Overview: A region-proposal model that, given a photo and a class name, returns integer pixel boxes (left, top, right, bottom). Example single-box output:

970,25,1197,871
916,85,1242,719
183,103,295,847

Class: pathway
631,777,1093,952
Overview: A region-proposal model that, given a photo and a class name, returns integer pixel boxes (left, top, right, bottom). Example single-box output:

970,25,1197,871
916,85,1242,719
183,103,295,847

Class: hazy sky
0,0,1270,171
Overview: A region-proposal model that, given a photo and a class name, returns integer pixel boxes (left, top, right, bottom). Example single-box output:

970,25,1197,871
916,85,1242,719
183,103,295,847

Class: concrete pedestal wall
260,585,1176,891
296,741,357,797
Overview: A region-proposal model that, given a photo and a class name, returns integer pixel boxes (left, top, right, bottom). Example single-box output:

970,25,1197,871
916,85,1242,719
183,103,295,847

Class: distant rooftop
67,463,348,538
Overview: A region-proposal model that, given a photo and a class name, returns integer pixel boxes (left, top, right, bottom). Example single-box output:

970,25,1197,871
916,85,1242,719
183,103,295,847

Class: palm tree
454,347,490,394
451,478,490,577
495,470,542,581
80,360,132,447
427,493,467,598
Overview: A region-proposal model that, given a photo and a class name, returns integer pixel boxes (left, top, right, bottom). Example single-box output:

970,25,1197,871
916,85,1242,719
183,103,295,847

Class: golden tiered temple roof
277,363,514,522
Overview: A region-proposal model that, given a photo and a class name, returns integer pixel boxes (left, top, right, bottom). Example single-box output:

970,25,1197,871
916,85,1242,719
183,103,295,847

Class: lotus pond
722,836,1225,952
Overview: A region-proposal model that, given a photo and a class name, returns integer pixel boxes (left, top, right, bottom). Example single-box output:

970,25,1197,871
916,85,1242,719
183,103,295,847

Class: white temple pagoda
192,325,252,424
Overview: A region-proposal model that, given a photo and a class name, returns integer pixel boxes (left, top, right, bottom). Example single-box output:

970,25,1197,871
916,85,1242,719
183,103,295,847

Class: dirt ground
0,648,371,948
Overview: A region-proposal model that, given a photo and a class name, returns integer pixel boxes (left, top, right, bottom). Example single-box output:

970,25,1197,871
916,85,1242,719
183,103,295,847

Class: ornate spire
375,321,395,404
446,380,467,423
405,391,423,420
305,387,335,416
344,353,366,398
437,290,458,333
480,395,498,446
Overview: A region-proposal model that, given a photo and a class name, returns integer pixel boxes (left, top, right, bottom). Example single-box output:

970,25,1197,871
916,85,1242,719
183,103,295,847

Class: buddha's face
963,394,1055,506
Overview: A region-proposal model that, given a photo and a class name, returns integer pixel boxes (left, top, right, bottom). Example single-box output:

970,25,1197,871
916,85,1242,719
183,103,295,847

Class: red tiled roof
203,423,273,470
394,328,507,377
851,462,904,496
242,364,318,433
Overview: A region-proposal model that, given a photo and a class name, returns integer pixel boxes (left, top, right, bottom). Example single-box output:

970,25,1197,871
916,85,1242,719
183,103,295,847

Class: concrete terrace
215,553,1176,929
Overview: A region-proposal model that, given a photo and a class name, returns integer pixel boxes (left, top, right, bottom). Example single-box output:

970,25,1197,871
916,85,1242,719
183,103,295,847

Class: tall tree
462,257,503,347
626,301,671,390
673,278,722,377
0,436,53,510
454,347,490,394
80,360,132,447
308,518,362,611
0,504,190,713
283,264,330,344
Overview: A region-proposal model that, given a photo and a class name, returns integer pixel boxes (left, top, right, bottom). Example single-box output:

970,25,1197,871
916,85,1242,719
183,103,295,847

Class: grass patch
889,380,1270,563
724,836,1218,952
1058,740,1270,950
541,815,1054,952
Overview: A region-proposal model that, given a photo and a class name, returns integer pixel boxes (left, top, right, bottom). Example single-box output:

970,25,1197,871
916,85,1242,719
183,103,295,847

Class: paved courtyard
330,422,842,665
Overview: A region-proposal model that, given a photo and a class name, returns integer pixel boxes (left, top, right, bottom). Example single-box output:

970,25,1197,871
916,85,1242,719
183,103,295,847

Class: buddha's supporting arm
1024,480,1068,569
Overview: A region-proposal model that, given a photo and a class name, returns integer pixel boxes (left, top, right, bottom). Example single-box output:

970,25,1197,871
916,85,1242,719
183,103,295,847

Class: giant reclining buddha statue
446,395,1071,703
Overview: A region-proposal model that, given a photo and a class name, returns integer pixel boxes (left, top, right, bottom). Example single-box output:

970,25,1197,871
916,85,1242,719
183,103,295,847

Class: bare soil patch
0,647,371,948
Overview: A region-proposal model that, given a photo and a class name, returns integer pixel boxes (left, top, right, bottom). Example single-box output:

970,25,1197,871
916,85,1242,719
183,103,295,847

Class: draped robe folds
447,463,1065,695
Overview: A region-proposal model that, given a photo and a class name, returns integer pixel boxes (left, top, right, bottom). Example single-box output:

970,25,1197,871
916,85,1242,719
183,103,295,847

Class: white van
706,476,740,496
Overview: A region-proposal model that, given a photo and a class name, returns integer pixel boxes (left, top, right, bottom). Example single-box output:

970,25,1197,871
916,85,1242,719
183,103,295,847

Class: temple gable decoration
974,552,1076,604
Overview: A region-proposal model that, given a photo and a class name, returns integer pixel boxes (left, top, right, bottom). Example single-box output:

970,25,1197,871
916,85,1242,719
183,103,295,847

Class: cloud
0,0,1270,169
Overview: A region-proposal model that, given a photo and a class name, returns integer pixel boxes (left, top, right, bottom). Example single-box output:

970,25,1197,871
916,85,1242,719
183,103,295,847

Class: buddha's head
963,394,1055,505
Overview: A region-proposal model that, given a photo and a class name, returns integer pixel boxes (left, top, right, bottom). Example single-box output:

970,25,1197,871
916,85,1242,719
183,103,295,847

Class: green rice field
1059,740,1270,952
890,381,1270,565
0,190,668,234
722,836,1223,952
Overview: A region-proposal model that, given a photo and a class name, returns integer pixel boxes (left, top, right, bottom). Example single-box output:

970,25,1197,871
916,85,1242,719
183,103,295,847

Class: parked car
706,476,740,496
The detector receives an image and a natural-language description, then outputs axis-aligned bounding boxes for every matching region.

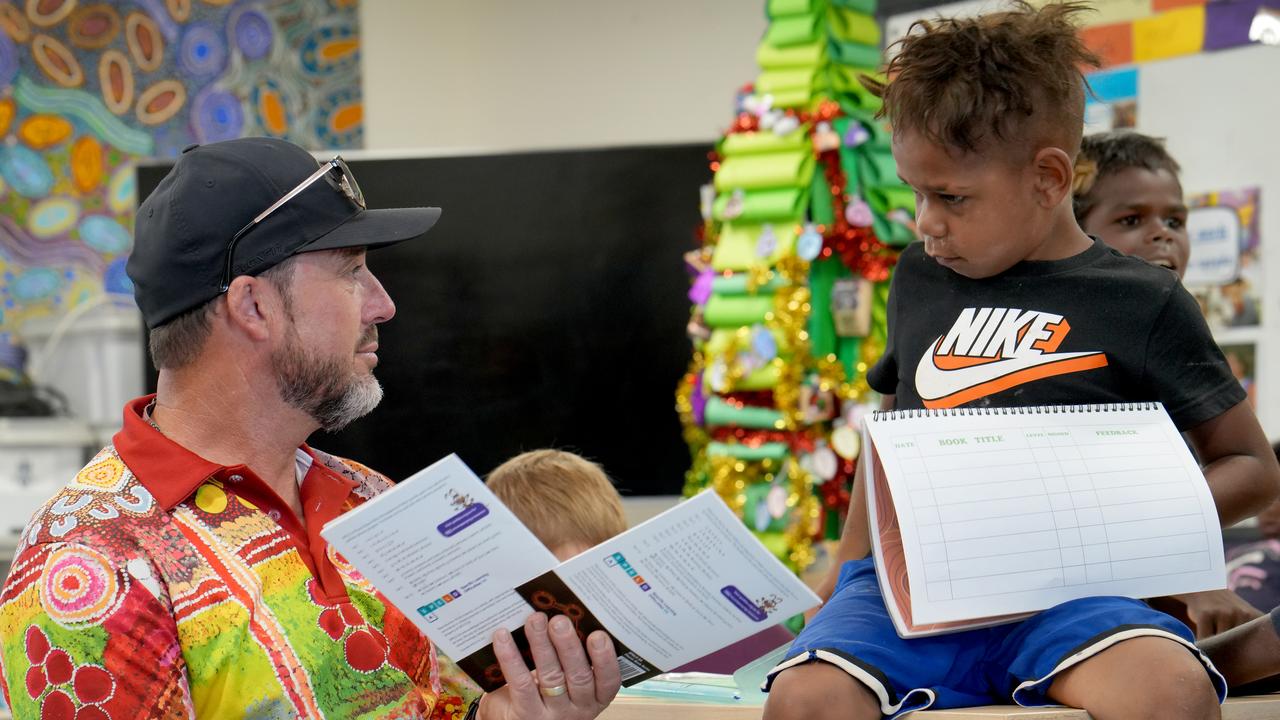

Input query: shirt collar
[111,395,229,511]
[111,393,357,511]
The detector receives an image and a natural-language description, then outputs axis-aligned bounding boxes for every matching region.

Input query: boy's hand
[1151,591,1262,638]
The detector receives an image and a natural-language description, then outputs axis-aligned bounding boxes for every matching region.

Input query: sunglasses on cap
[221,155,366,292]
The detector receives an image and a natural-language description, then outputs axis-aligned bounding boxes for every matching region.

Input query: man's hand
[477,612,622,720]
[1151,591,1262,639]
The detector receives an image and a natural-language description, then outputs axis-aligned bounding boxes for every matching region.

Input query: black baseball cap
[125,137,440,328]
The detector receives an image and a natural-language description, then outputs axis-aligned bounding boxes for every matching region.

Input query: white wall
[1138,45,1280,439]
[360,0,765,151]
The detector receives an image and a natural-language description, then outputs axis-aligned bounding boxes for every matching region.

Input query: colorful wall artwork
[1183,187,1263,333]
[0,0,364,379]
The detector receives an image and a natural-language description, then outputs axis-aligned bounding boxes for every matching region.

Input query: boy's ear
[1033,147,1075,209]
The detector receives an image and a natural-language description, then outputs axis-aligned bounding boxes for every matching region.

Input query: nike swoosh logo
[915,337,1107,407]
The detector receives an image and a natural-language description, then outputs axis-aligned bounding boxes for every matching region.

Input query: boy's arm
[1199,610,1280,688]
[814,395,893,604]
[1187,401,1280,527]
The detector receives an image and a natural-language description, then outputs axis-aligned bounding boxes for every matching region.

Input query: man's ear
[224,275,284,341]
[1033,147,1075,209]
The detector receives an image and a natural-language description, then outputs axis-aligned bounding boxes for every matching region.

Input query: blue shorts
[765,559,1226,717]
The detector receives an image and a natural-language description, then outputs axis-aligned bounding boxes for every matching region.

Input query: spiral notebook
[863,402,1226,638]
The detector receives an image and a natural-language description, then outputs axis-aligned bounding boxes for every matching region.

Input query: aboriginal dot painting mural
[0,0,362,372]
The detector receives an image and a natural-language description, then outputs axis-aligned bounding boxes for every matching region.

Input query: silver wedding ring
[538,685,568,697]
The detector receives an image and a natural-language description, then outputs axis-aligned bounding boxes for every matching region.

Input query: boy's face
[1080,168,1190,278]
[893,131,1065,278]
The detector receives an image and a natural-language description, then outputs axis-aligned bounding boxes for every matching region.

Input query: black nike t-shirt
[867,240,1245,430]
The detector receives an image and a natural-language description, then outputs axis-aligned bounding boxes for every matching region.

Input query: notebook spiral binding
[872,402,1162,420]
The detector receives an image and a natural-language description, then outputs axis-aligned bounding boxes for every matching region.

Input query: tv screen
[138,145,710,495]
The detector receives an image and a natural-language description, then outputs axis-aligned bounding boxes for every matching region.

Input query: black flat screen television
[138,145,710,495]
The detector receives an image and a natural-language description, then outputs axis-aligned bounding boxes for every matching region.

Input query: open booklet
[863,402,1226,638]
[320,455,818,691]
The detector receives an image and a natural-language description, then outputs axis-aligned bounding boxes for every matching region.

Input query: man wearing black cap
[0,138,618,719]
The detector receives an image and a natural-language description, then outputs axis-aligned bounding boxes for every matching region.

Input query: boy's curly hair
[861,0,1098,156]
[1071,131,1181,223]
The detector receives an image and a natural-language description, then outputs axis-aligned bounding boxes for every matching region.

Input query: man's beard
[271,327,383,432]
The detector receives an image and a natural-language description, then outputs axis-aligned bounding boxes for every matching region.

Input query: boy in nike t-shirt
[764,3,1280,720]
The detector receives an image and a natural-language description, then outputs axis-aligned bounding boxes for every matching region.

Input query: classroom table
[600,694,1280,720]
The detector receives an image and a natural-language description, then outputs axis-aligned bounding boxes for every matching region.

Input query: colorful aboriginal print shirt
[0,397,479,720]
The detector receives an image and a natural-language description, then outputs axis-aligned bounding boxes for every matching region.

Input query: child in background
[1071,131,1276,638]
[764,1,1280,720]
[1071,131,1190,278]
[485,450,792,674]
[485,450,627,561]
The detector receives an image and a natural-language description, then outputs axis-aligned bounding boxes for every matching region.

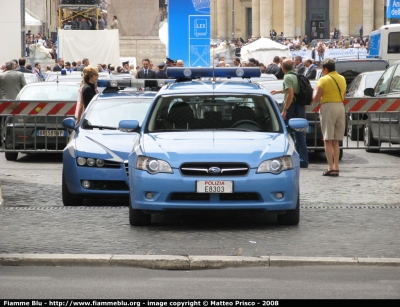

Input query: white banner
[291,48,368,61]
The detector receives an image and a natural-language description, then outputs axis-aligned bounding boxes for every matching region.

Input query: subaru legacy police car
[119,67,308,226]
[62,79,164,206]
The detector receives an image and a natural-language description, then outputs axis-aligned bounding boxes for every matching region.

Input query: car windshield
[19,83,79,101]
[83,97,153,129]
[147,94,282,132]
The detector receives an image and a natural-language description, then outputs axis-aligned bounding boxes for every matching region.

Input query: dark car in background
[364,61,400,152]
[346,70,384,141]
[1,82,80,161]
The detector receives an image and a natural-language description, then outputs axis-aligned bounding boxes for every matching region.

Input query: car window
[365,72,382,88]
[19,83,79,101]
[83,98,153,129]
[147,94,282,132]
[347,75,362,94]
[388,65,400,93]
[374,65,397,96]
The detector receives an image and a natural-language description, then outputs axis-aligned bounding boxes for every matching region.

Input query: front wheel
[364,125,381,152]
[61,172,83,206]
[4,151,18,161]
[278,193,300,226]
[129,197,151,226]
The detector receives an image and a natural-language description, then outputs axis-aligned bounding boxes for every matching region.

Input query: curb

+ + + + +

→ **Instructions to follow**: Can you convert the stretch from the start of the records through the line containing "631,777,1093,952" into a Markdown table with columns Row and Line, numbering each row and leaving out blank lines?

→ **Reply**:
| Row | Line |
|---|---|
| 1 | Overview: A region-proposal model that, given a photo and a class name, returns integer pixel boxes (left, top, right, bottom). Example single-box output: |
| 2 | 970,25,1197,871 |
| 3 | 916,85,1242,719 |
| 4 | 183,103,295,847 |
| 5 | Class: pathway |
| 6 | 631,777,1093,952 |